(Work request)
Nothing but an exact copy is wanted: the line with "Where can you find the red metal" and each line after it in the data below, last line included.
[Exercise input — start]
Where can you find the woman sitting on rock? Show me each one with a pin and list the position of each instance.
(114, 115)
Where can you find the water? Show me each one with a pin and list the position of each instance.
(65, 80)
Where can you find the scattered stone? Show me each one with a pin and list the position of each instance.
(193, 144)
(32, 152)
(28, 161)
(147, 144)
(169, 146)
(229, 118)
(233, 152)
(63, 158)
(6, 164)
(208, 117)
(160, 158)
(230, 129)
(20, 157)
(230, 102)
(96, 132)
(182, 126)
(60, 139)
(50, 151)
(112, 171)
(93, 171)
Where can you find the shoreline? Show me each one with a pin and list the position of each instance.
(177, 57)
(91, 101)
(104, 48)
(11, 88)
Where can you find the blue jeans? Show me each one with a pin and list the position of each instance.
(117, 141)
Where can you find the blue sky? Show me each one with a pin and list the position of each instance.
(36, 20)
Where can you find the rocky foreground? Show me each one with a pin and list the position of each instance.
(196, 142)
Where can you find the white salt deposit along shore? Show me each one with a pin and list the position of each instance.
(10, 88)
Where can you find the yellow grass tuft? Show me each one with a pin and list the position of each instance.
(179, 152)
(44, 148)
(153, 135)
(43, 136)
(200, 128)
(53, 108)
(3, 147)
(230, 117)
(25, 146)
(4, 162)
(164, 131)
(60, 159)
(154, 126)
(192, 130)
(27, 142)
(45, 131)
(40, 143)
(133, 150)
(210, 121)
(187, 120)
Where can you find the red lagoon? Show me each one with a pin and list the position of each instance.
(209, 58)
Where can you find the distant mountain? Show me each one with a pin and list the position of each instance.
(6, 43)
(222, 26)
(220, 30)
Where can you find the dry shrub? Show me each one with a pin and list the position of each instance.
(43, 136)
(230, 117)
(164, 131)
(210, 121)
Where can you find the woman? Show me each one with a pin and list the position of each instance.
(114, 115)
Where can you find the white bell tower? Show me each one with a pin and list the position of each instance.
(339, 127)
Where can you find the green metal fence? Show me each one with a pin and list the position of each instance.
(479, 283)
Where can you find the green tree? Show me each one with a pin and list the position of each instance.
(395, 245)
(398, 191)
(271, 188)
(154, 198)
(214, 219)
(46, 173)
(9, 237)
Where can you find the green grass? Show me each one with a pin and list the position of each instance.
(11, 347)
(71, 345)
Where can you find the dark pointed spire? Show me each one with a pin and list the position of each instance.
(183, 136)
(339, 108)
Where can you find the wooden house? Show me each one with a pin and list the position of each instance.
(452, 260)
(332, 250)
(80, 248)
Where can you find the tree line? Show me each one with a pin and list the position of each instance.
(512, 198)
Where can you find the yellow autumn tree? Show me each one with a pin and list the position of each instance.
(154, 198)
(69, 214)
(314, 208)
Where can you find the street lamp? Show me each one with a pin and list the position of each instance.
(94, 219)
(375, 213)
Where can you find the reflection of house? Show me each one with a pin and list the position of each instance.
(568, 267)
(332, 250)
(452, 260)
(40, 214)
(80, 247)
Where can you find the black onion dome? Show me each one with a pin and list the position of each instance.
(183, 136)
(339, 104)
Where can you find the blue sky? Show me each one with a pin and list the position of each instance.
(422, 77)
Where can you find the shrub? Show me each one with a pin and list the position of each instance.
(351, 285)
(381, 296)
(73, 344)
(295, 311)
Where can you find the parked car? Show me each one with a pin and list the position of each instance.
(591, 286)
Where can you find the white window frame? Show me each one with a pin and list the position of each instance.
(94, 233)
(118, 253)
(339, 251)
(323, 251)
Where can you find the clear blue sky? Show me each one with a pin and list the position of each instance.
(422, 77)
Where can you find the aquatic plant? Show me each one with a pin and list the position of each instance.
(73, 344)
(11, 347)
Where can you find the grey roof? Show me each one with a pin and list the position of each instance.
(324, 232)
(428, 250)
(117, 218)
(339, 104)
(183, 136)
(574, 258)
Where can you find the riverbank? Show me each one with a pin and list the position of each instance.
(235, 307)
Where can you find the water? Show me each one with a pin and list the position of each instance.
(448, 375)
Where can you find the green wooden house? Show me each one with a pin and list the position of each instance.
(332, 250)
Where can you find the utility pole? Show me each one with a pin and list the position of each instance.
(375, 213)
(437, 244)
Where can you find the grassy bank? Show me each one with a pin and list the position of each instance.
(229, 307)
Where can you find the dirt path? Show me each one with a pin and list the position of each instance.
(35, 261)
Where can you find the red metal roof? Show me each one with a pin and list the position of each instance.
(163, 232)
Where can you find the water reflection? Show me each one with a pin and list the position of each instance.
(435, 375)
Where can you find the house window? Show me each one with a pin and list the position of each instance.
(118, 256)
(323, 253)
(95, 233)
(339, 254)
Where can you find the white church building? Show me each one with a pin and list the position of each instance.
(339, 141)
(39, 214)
[Exercise input — finish]
(Task response)
Where can you find the red metal roof? Show me each one with a pin and list the position of each instance.
(163, 232)
Where can you find the water reflection? Show me each one with a pin and list the position of each instance.
(435, 375)
Where can you find the house window? Show me each one with a pin and list the position of each instance.
(118, 256)
(323, 253)
(95, 233)
(339, 254)
Where can you find the white church building? Show me each one with a pin and list the position of each instance.
(339, 141)
(39, 214)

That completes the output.